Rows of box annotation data
● ● ●
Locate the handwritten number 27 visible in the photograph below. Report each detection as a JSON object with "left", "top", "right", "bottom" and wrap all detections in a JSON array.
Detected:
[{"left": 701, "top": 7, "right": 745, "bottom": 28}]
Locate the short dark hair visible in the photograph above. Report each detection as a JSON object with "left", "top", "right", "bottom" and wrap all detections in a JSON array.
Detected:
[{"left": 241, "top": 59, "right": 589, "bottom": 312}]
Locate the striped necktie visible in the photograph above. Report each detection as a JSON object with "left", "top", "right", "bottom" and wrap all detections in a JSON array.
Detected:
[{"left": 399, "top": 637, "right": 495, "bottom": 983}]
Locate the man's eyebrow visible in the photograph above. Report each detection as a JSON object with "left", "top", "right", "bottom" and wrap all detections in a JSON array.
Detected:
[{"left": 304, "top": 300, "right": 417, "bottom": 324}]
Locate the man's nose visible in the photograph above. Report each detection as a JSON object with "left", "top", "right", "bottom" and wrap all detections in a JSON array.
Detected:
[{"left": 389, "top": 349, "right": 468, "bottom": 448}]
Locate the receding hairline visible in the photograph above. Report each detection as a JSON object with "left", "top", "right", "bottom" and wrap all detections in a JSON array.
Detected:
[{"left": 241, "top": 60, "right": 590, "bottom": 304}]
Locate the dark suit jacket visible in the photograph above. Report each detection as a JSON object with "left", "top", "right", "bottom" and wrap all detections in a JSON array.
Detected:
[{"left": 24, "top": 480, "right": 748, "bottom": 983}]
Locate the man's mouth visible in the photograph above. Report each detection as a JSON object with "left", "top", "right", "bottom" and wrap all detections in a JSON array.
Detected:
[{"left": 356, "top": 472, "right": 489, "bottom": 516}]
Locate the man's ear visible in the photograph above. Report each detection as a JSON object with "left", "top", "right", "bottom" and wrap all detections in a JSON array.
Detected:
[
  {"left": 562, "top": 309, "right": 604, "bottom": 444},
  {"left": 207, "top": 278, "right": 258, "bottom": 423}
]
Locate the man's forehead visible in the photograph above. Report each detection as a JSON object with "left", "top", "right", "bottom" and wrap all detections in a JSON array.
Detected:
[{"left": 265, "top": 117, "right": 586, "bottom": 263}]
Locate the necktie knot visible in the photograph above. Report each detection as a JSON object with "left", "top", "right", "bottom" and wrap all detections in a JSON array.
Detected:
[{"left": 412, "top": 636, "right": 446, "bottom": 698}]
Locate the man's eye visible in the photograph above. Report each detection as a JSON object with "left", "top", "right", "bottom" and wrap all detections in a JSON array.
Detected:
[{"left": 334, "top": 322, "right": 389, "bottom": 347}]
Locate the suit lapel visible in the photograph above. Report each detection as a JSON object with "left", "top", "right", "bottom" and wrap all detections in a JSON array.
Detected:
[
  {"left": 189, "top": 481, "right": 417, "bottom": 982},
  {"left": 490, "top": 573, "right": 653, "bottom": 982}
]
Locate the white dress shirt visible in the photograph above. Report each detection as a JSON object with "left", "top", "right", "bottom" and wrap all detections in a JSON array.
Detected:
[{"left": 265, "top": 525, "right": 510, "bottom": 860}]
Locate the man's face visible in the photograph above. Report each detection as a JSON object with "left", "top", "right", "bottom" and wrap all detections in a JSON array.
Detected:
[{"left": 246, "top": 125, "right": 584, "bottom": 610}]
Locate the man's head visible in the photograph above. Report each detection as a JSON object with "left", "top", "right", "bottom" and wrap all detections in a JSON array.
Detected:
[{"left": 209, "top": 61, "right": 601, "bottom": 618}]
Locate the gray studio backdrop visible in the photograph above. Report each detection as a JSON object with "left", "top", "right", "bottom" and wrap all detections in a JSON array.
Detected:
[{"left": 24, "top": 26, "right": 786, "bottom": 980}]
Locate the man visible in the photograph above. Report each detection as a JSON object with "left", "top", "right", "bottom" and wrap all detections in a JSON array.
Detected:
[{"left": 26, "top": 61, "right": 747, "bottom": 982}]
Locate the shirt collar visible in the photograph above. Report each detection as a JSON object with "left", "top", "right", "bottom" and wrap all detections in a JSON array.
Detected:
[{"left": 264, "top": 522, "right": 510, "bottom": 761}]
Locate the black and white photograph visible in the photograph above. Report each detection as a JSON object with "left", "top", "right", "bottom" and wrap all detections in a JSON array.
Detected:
● ● ●
**TASK INSTRUCTIONS:** Repeat the entries above exactly, leaving nothing out.

**TASK SOLUTION:**
Locate the handwritten number 27 visible in the photograph below. Report each detection as a JSON object with "left", "top", "right", "bottom" and wrap all detections in a JSON array.
Detected:
[{"left": 701, "top": 7, "right": 745, "bottom": 28}]
Locate the short dark hair visible in the photograph above. Report each detection as a JSON object with "left", "top", "right", "bottom" and wrap all detections in a JSON array.
Detected:
[{"left": 241, "top": 59, "right": 589, "bottom": 312}]
Locate the striped necktie visible in the photograph above. Report each detection as a JSON object with "left", "top", "right", "bottom" and wrap all detections in a JSON array.
Detected:
[{"left": 399, "top": 637, "right": 495, "bottom": 983}]
Locate the man's eyebrow visible in the photograph above. Report each detection as a JSON object with "left", "top", "right", "bottom" and wrap all detections in a JSON array.
Detected:
[{"left": 304, "top": 300, "right": 417, "bottom": 324}]
Locate the man's nose visible in the photograph above. Report each detection as a JSON object with "left", "top", "right", "bottom" and wrap all detections in a JSON array.
Detected:
[{"left": 389, "top": 349, "right": 468, "bottom": 448}]
Locate the receding hairline visible in the photograph above. Report each detection as a JSON object with "left", "top", "right", "bottom" and wrap all detections in a JSON array.
Detected:
[{"left": 241, "top": 60, "right": 590, "bottom": 304}]
Locate the dark suit jacket visible in the photograph above. Report each detection as a JSON object with "left", "top", "right", "bottom" and wrap all detections in a JSON array.
Detected:
[{"left": 24, "top": 480, "right": 748, "bottom": 983}]
Locate the man's mouth visible in the photograph above. Report each detection as a JSON object with "left", "top", "right", "bottom" and wrap all detections in a JSON array.
Detected:
[{"left": 356, "top": 472, "right": 489, "bottom": 516}]
Locate the man's ear visible in the photograph above. Report each detection as a JSON object with "left", "top", "right", "bottom" and wrap all detections in a JSON array.
Detected:
[
  {"left": 562, "top": 309, "right": 604, "bottom": 444},
  {"left": 207, "top": 278, "right": 258, "bottom": 423}
]
Locate the man's forehead visible in the photograph above. Report each detection as a JSON object with "left", "top", "right", "bottom" and wrap all detections in a JSON array.
Detected:
[{"left": 265, "top": 117, "right": 586, "bottom": 263}]
Locate the necktie knot visible in the photograph above. Report each detection as a JSON object with "left", "top", "right", "bottom" and wrap all detections in a JSON array.
Detected:
[{"left": 412, "top": 636, "right": 446, "bottom": 698}]
Locate the man's eye visible in the photograph above. Report each detection as a JSON object with "left", "top", "right", "bottom" and wrap all detections in a JSON array.
Detected:
[{"left": 334, "top": 322, "right": 389, "bottom": 347}]
Locate the suit lapel visible in the photograph above. Report each detection as a JSON object with "left", "top", "right", "bottom" and wrap all detections in a JSON array.
Detected:
[
  {"left": 189, "top": 481, "right": 417, "bottom": 982},
  {"left": 490, "top": 573, "right": 653, "bottom": 982}
]
Locate the white dress shirt visible in the photograph above. Report each detection as a JSON object with "left", "top", "right", "bottom" and wrap all detections in a JSON array.
Detected:
[{"left": 265, "top": 525, "right": 510, "bottom": 860}]
Locate the man's face visible in the photograph above. Report each detection as a JSON object with "left", "top", "right", "bottom" and wrap all detections in a JSON array.
Detected:
[{"left": 246, "top": 125, "right": 584, "bottom": 610}]
Locate the man's head visible in the photograph above. Report each detection as a JSON object with "left", "top", "right", "bottom" and wrap all detections in a JSON array.
Detected:
[{"left": 209, "top": 61, "right": 601, "bottom": 618}]
Locate the gray studio backdrop visible in the photograph above. Report each detection as a JSON object with "left", "top", "right", "bottom" and wrap all detections in a JSON array.
Detected:
[{"left": 24, "top": 26, "right": 786, "bottom": 980}]
Locate the man visible in the photograph above. Report each detection as a JSON object with "left", "top", "right", "bottom" and wrap all detections in a JSON array.
Detected:
[{"left": 26, "top": 61, "right": 747, "bottom": 982}]
Locate the shirt collar visible in the photograph above. Report each detection as a JSON object with "left", "top", "right", "bottom" and wrap all detections in a JSON array.
Detected:
[{"left": 264, "top": 522, "right": 510, "bottom": 761}]
Locate the black and white photograph visible in the photograph above. Report each detection as a JSON object with "left", "top", "right", "bottom" and wrap all detections in a JSON array.
Detected:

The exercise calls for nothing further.